_TASK TO COMPLETE_
Repeat the entire listing exactly.
### RECORDS SUPPLIED
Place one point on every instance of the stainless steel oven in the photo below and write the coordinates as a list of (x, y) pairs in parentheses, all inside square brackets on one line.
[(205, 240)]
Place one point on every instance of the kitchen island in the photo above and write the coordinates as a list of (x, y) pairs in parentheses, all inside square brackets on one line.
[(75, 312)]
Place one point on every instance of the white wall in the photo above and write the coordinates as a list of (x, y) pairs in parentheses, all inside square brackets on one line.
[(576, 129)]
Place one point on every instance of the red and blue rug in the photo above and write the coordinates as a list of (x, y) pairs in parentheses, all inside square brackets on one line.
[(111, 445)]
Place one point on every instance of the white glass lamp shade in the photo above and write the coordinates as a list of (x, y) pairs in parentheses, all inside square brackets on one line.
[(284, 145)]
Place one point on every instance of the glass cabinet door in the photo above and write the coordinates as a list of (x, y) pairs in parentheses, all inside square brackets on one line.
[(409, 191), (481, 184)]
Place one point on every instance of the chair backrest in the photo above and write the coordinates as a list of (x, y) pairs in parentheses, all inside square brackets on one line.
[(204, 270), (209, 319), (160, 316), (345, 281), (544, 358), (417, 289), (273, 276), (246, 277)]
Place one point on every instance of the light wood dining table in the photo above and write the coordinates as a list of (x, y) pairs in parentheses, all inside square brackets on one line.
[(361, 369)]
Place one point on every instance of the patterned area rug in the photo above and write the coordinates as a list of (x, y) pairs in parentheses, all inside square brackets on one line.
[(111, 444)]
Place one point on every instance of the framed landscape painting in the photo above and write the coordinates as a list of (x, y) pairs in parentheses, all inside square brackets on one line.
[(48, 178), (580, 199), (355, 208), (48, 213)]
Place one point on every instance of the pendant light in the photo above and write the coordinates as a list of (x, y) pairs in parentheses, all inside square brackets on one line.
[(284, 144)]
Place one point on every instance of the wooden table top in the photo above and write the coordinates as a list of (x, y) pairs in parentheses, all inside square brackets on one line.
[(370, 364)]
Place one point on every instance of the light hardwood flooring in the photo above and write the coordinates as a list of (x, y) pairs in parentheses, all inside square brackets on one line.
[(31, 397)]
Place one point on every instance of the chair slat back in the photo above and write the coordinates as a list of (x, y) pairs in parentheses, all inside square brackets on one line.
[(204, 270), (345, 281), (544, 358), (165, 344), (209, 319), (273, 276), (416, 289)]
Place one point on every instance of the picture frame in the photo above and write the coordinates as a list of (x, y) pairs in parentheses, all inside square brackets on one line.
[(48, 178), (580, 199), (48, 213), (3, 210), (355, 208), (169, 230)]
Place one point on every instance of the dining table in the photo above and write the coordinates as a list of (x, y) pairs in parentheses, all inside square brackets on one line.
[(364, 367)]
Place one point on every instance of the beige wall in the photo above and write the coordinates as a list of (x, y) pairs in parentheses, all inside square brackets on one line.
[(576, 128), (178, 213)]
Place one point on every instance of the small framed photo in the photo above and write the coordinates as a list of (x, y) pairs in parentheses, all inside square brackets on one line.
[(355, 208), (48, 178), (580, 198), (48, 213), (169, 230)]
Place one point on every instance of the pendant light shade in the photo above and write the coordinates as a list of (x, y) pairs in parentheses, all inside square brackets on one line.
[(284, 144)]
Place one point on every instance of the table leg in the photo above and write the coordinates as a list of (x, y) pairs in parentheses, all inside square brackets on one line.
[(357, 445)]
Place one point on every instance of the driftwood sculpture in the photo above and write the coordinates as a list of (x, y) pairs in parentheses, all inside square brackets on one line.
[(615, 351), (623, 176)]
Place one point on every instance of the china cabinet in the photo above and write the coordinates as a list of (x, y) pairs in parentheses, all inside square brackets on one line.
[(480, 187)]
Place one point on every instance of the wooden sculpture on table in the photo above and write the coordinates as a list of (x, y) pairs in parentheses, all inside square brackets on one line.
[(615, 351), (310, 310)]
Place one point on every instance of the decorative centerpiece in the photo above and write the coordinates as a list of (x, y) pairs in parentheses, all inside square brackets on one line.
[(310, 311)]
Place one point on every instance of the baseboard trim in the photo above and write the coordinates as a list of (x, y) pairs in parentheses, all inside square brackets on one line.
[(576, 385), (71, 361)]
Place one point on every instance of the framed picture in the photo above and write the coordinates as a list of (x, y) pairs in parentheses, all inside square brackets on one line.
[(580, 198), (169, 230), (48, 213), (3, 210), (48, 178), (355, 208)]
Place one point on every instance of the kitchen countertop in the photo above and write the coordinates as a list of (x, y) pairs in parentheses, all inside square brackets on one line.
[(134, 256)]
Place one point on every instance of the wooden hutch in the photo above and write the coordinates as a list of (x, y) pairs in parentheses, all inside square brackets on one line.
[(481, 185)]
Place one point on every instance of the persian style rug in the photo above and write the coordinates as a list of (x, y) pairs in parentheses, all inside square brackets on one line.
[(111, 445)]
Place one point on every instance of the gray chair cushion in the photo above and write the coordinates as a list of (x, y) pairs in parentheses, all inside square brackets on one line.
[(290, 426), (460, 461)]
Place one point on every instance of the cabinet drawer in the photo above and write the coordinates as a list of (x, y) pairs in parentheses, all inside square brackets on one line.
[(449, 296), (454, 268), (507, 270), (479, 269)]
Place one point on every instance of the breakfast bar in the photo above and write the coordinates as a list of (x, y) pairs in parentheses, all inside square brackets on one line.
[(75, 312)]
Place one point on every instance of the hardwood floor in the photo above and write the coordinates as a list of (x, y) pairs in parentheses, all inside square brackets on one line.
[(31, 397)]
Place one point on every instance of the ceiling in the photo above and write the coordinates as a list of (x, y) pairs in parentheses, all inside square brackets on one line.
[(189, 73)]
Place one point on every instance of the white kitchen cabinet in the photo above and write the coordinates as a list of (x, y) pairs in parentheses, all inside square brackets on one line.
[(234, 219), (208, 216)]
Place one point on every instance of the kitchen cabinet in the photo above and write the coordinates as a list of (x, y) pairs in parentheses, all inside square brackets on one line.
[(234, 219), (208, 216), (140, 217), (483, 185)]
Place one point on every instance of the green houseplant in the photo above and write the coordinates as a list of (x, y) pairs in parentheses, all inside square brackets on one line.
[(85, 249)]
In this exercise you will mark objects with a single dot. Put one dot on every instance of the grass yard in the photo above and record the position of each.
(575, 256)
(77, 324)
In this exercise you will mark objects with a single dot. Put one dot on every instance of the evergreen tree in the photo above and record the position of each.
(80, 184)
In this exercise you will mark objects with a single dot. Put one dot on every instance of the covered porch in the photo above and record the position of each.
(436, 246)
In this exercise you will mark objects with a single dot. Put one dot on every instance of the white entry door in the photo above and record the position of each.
######
_RESPONSE_
Place one point on every instance of the stainless steel oven in the photo below and write the coordinates as a list of (x, y) pairs in parentheses, all inside square brackets on one line.
[(205, 240)]
Place one point on every instance of the kitchen island in the photo above and write the coordinates as a list of (x, y) pairs in parentheses, all inside square brackets on one line.
[(75, 312)]
Place one point on every instance of the white wall in the photo above and write the coordinates as a list of (x, y) pairs in parentheses, all inside square brackets on one line.
[(576, 129)]
Place one point on every instance of the red and blue rug in the photo above and write the coordinates as a list of (x, y) pairs in parentheses, all inside square brackets on one line.
[(111, 445)]
Place one point on every instance of the white glass lamp shade in the photo above and write the coordinates as a list of (x, y) pairs in parentheses, all inside square brackets on one line.
[(284, 145)]
Place one point on every instance of the glass cabinet door in the photo above and write the coordinates as a list of (x, y) pairs in parentheses, all inside square brackets on one line.
[(409, 191), (481, 184)]
Place one point on every instance of the chair backrest in the photo above and write the coordinates as a list of (x, y) pairs in parentheses, all inside square brackets on one line.
[(204, 270), (209, 319), (160, 316), (345, 281), (544, 358), (417, 289), (273, 276), (246, 277)]
Place one point on every instance of the light wood dining table in the photo above and write the coordinates as a list of (x, y) pairs in parentheses, all inside square brackets on one line.
[(361, 369)]
Place one point on every instance of the patterned area rug in the photo above and write the coordinates as a list of (x, y) pairs in parentheses, all inside square brackets on one line.
[(111, 444)]
Place one point on every instance of the framed landscape painting in the photo above and write the coordinates as a list of (x, y) pairs in parentheses, all inside square brackets on one line.
[(48, 178), (580, 199), (355, 208), (48, 213)]
Place one point on every instance of the pendant light in the photo above and write the coordinates as a list of (x, y) pairs in parentheses, all inside square brackets on one line.
[(284, 144)]
Place one point on every instance of the wooden table top in the photo above and write the coordinates as a list of (x, y) pairs in parentheses, all inside square brackets on one line.
[(370, 364)]
Place one point on every instance of the light hardwood flooring in the photo above and write the coordinates as a list of (x, y) pairs in parentheses, all inside square brackets on one line.
[(31, 397)]
Place one point on every instance of the chair slat back in the photo above and write the coordinates as a list of (x, y) pairs in parentheses, all inside square brackets on one line.
[(204, 270), (345, 281), (544, 358), (165, 344), (209, 319), (273, 276), (416, 289)]
Place one point on every instance of the picture frame in the photo above and write the coordinates as a list of (x, y) pairs in parentheses, all inside square brackets on one line.
[(48, 178), (580, 199), (48, 213), (3, 210), (355, 208), (169, 230)]
Place one point on every instance of the dining table in the photo above and write the coordinates as a list of (x, y) pairs in parentheses, all inside square brackets on one line.
[(364, 367)]
Place one point on every instance of the beige wall in the photo above and write the coordinates as a list of (x, y) pairs in parentheses, all inside square brackets on one line.
[(576, 128), (178, 213)]
Place one point on every instance of the small framed photo in the photo above and write the coordinates as a list of (x, y) pairs in parentheses, all inside square brackets on one line.
[(355, 208), (48, 178), (580, 198), (48, 213), (169, 230)]
Place one point on every instance of the pendant light shade in the photo above and write the coordinates as a list of (x, y) pairs in parentheses, all inside square brackets on one line.
[(284, 144)]
Place one point on every instance of the table leg in the photo above and write the coordinates as a list of (x, y) pairs in parentheses, all inside square brackets on one line.
[(357, 445)]
Place one point on every instance of the driftwood sculpture in the photo above and write the coordinates as a list of (x, y) pairs in parentheses, all inside square brackets on one line.
[(615, 351), (623, 176)]
Place one point on every instance of the china cabinet in the photo above and write the coordinates as a list of (x, y) pairs in parentheses, all inside square brackets on one line.
[(480, 187)]
Place one point on every instance of the wooden sculpture on table in the photo above and write the coordinates as a list of (x, y) pairs in parentheses, all inside square brackets on one line.
[(615, 351), (310, 310)]
Place one point on every instance of the decorative centerpiece in the photo above and write the coordinates as a list of (x, y) pairs in parentheses, all inside square brackets on one line.
[(310, 311)]
Place one point on every instance of the baseboard trim in the photo above and write the coordinates as a list of (x, y) pairs in parentheses, all inside square brackets on one line.
[(576, 385), (71, 361)]
Place one point on every instance of the framed picture in the photo above and write the coordinates as a list of (x, y) pairs in parentheses, all inside square brackets on one line.
[(580, 198), (169, 230), (48, 213), (3, 210), (48, 178), (355, 208)]
Place one point on every instance of the kitchen countertop in the photo above and write the coordinates as a list of (x, y) pairs in parentheses, all inside square brackets on one line.
[(134, 256)]
Place one point on every instance of the wooden hutch in the photo above and write the coordinates as a list of (x, y) pairs in parentheses, all inside square brackets on one line.
[(481, 185)]
Place one point on every instance of the persian style rug in the photo above and write the coordinates as a list of (x, y) pairs in parentheses, all inside square brackets on one line.
[(111, 445)]
Place one point on every instance of the gray chair cushion in the photo above and write the coordinates as a list of (x, y) pairs in parentheses, all inside square brackets on one line.
[(290, 426), (460, 461)]
Place one point on every instance of the cabinet drawer in the photo above and write the coordinates as a list of (x, y) pairs in parentheses, all inside square brackets on one line.
[(449, 296), (454, 268), (507, 270), (479, 269)]
Place one point on every instance of the breakfast bar in the photo above and write the coordinates as a list of (x, y) pairs in parentheses, all inside square brackets on one line.
[(75, 312)]
Place one point on every instance of the hardwood floor in the photo above and write the coordinates as a list of (x, y) pairs in parentheses, all inside square brackets on one line.
[(31, 397)]
Place one point on every instance of the ceiling in the photo above and write the coordinates as a list of (x, y) pairs in parentheses, all inside square brackets on one line.
[(189, 73)]
Place one point on every instance of the white kitchen cabinet in the photo above and write the coordinates as a list of (x, y) pairs in parentheses, all inside square brackets on one line.
[(234, 219), (208, 216)]
Place one point on every instance of the kitchen cabinet in the photo above and write the coordinates as a list of (x, y) pairs in parentheses, all inside square brackets on one line.
[(234, 219), (208, 216), (140, 217), (483, 185)]
Place one point on every instance of the green houseplant in the photo above and write the coordinates as a list of (x, y) pairs in parentheses, all inside square brackets on one line.
[(85, 249)]
In this exercise you will mark objects with a single dot. Put one dot on every instance of the grass yard in the photo above and record the position of each.
(575, 256)
(77, 324)
In this exercise you will mark objects with a single dot. Put one dot on every instance of the evergreen tree in the photo above and record the position of each.
(80, 184)
In this exercise you will mark objects with a single dot. Put one dot on every instance of the covered porch in the photo above and record the position of each.
(436, 246)
In this exercise you will mark objects with a single dot. Put one dot on every instance of the white entry door in the photo above and record the position of each.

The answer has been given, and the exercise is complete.